Task instructions —
Copy all the entries word for word, but omit the pictures.

----- Supplied information

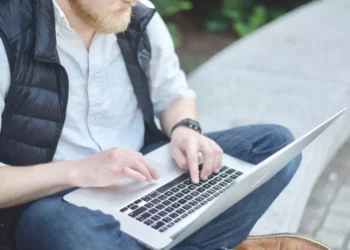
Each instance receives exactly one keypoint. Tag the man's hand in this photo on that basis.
(185, 145)
(105, 168)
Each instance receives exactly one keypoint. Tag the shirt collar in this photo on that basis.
(60, 18)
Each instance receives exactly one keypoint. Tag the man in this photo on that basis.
(78, 103)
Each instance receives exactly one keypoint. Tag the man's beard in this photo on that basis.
(110, 23)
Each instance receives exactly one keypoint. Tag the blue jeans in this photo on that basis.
(51, 223)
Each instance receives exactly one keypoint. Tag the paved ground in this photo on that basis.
(327, 216)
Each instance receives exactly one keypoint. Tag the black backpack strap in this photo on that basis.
(7, 49)
(8, 218)
(139, 80)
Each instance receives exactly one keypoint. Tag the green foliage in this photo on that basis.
(170, 7)
(167, 8)
(241, 16)
(175, 33)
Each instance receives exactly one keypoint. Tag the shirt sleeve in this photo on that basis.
(168, 81)
(4, 81)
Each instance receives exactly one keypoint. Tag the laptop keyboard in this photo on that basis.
(163, 208)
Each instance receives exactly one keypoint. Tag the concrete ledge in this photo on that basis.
(293, 72)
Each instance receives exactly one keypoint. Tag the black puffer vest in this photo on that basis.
(36, 103)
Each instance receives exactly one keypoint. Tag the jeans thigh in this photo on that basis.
(51, 223)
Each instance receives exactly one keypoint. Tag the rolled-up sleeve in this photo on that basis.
(4, 81)
(168, 81)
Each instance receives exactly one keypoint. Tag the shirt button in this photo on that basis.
(91, 81)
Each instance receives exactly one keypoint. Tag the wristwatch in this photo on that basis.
(188, 123)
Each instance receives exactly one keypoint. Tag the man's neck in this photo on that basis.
(85, 32)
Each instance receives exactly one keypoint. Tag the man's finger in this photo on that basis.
(208, 160)
(192, 160)
(139, 167)
(179, 158)
(132, 174)
(218, 156)
(150, 168)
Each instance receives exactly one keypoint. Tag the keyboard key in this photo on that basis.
(180, 211)
(160, 207)
(176, 205)
(211, 191)
(149, 205)
(200, 167)
(166, 219)
(173, 183)
(153, 211)
(158, 225)
(204, 203)
(177, 220)
(187, 182)
(205, 195)
(162, 197)
(182, 201)
(199, 199)
(148, 222)
(191, 211)
(168, 193)
(195, 193)
(137, 212)
(223, 184)
(175, 190)
(206, 186)
(162, 213)
(173, 198)
(156, 201)
(131, 205)
(166, 203)
(123, 209)
(143, 216)
(200, 190)
(212, 182)
(170, 224)
(184, 216)
(174, 215)
(223, 169)
(155, 218)
(169, 209)
(146, 198)
(192, 187)
(188, 197)
(154, 194)
(179, 195)
(186, 191)
(230, 171)
(197, 207)
(187, 207)
(193, 203)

----------

Solution for this task —
Each instance receives exactly one keypoint. Tag the man's hand in this photo on that basis.
(185, 145)
(105, 168)
Each instance receives exactly one keypoint. Tag the shirt collar in this photo on that basis.
(60, 18)
Each instance receives exactly one keypoint. Tag the man in this photo on that basis.
(78, 103)
Each instance receives exactly one keypoint. Tag the man's beard in this photo on that basis.
(110, 23)
Each instance receives exactly one keypoint. Tag the blue jeans in this photo on that basis.
(51, 223)
Each instance receives exactly one keypoint. Tag the paved ground in this photo on that basis.
(327, 216)
Each instance receives exactly one keypoint. Tag the black backpack strap in this photo on that basis.
(7, 49)
(8, 218)
(139, 80)
Each instance receives exactly one keypoint. Tag the green foliage in this photo on that basis.
(170, 7)
(167, 8)
(241, 16)
(175, 33)
Each instance receives exactly one keypoint. Tag the shirt sleeve in this photo on that basis.
(168, 81)
(4, 81)
Each instance receives exactly one keypoint. Tag the laptop keyboard in this photo on that basis.
(163, 208)
Each instance receives exactly one keypoint. Tag the concrete ledge in this photo on that basis.
(293, 72)
Each instance receives exactly one keypoint. Tag the black puffer vest in this photo on that basis.
(36, 103)
Each instance receives exactly one keypoint. Tag the jeans thigh in this photo on that basis.
(51, 223)
Each instance receives exactly one keypoint. Tag the rolled-up sleeve in this photo on that basis.
(4, 81)
(168, 81)
Each instance receives exactly one keypoint. Tag the shirt button in this photo on that basis.
(91, 81)
Each instance receives exactly one keypoint. Tag the wristwatch in this photo on that basis.
(188, 123)
Each instance receives exactly one keypoint. Tag the man's neck in this photo on that basis.
(85, 32)
Each instance receives exactly one keypoint. Tag the man's finger in this photo on that basis.
(208, 160)
(192, 160)
(139, 167)
(179, 158)
(132, 174)
(218, 156)
(150, 168)
Each instance receives exactly one keypoint. Tag the keyboard key in this photo on that basis.
(180, 211)
(160, 207)
(176, 205)
(211, 191)
(149, 205)
(200, 167)
(166, 219)
(173, 183)
(153, 211)
(158, 225)
(204, 203)
(177, 220)
(187, 182)
(205, 195)
(162, 197)
(182, 201)
(199, 199)
(148, 222)
(191, 211)
(168, 193)
(195, 193)
(137, 212)
(223, 184)
(175, 190)
(206, 186)
(162, 213)
(173, 198)
(156, 201)
(131, 205)
(166, 203)
(123, 209)
(143, 216)
(200, 190)
(212, 182)
(170, 224)
(184, 216)
(174, 215)
(223, 169)
(155, 218)
(169, 209)
(146, 198)
(192, 187)
(188, 197)
(154, 194)
(179, 195)
(186, 191)
(230, 171)
(197, 207)
(187, 207)
(193, 203)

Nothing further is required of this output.